**Goals**.
#1 Answer these questions about the forum thread on Swift overload resolution, one per line:
(a) What does the code print to the console when it runs, instead of the expected output?
(b) To what does the workaround change the declaration of LogWriter?
(c) According to the reply, what is the first check made when comparing two overloads?
#2 Print the records verbatim, starting with their first line and going on through the line with "Trace the outline", both included.

Possible Compiler Bug with Static Resolution of Overloaded Generic Functions

Issue

Could someone please have a look at the following code and tell me whether this is a bug or expected behavior?

Based on my knowledge of Swift it doesn't seem like this should be happening, but perhaps I'm misunderstanding something.

Protocols

Given the following protocols:

public protocol LogWriter {
    func write<T: LogEvent>(_ logEvent: @autoclosure () -> T)
}

public protocol LogEvent {
    var write: ((LogWriter) -> Void)? { get }
}

public protocol DefaultEvent: LogEvent {}

Implementations

And given the following basic implementations of the protocols:

public struct Writer: LogWriter {
    public init() {}
}

public struct DefaultLogEvent: DefaultEvent { 
    public init() {
        self.write = { [self] (logWriter: LogWriter) in
            logWriter.write(self)
        }
    }
    
    public var write: ((LogWriter) -> Void)? = nil
}

Extensions

And given the following extension of LogWriter protocol:

extension LogWriter {
    public func write<T: LogEvent>(_ logEvent: @autoclosure () -> T) {
        print("logEvent: \(T.self)")
    }

    public func write<T: DefaultEvent>(_ logEvent: @autoclosure () -> T) {
        print("defaultEvent: \(T.self)")
    }
}

The Problem

Given all the above, when I run the following code:

let writer = Writer()
let defaultEvent = DefaultLogEvent()
defaultEvent.write?(writer)

... then I would expect that write<T: DefaultEvent>(...) above would run and print "defaultEvent: defaultLogEvent" to the console.

However, instead, write<T: LogEvent>(...) runs and prints "logEvent: DefaultLogEvent".

Why? This is a bug, right?

I mean, DefaultLogEvent clearly conforms to DefaultEvent, which is a sub-protocol of LogEvent, so why is the compiler ignoring write<T: DefaultEvent>(...)?

It Gets Weirder...

Note that if we add the following extension:

extension LogWriter {
    public func write(_ logEvent: @autoclosure () -> DefaultLogEvent) {
         print("DefaultLogEvent! WTAF")
    }
}

Then it gets called as expected (instead of write<T: LogEvent>(...)).

So why does overloading the generic function with a more specialized protocol fail, while overloading the generic function with a non-generic function succeeds?

Current workaround

UPDATE: I found a workaround, which is to change the declaration of LogWriter to just be an empty protocol:

public protocol LogWriter {}

Now, the correct function func write<T: DefaultEvent>(...) gets called in the extension on LogWriter.

But why does this workaround work?

I do not understand.

1 Like

So, the logic that explains this behavior can be found here, and the comments should make it pretty readable even for anyone unfamiliar with the compiler code. When comparing two overloads (such as write in the call to logWriter.write(self)) the first check we do is to see whether one of the overloads is a generic declaration and the other is not:

  // A non-generic declaration is more specialized than a generic declaration.

This is why your func write(_ logEvent: @autoClosure () -> DefaultLogEvent) gets called instead of func write<T: LogEvent>(_ logEvent: @autoclosure () -> T).

The very next check we do is whether one or both of the overloads come from a protocol extension. If exactly one of the overloads is from a protocol extension:

    // One member is in a protocol extension, the other is in a concrete type.
    // Prefer the member in the concrete type.

So this is why func write<T: LogEvent>(_ logEvent: @autoclosure () -> T) is preferred over public func write<T: DefaultEvent>(_ logEvent: @autoclosure () -> T) (since the former is declared in the protocol body), even though the latter has more strict constraints on the generic parameter.

**Given entries**.
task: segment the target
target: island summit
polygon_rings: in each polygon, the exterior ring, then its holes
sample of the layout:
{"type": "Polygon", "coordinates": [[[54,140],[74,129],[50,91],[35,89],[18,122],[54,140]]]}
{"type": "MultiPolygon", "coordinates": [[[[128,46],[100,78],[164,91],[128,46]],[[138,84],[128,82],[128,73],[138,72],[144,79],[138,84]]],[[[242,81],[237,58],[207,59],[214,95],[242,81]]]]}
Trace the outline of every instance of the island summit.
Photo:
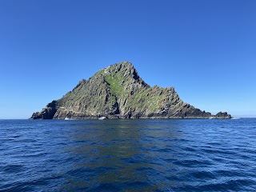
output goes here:
{"type": "Polygon", "coordinates": [[[32,119],[231,118],[184,102],[174,87],[150,87],[129,62],[111,65],[79,83],[62,98],[46,105],[32,119]]]}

**The replies**.
#1
(a) It prints "logEvent: DefaultLogEvent".
(b) It changes LogWriter to an empty protocol: public protocol LogWriter {}
(c) The first check is whether one of the overloads is a generic declaration and the other is not.

#2
task: segment the target
target: island summit
polygon_rings: in each polygon, the exterior ring, then its holes
sample of the layout:
{"type": "Polygon", "coordinates": [[[54,140],[74,129],[50,91],[35,89],[18,122],[54,140]]]}
{"type": "MultiPolygon", "coordinates": [[[[128,46],[100,78],[164,91],[128,46]],[[138,84],[128,82],[128,73],[138,72],[144,79],[138,84]]],[[[242,81],[237,58],[207,59],[214,95],[242,81]]]]}
Trace the outline of every instance of the island summit.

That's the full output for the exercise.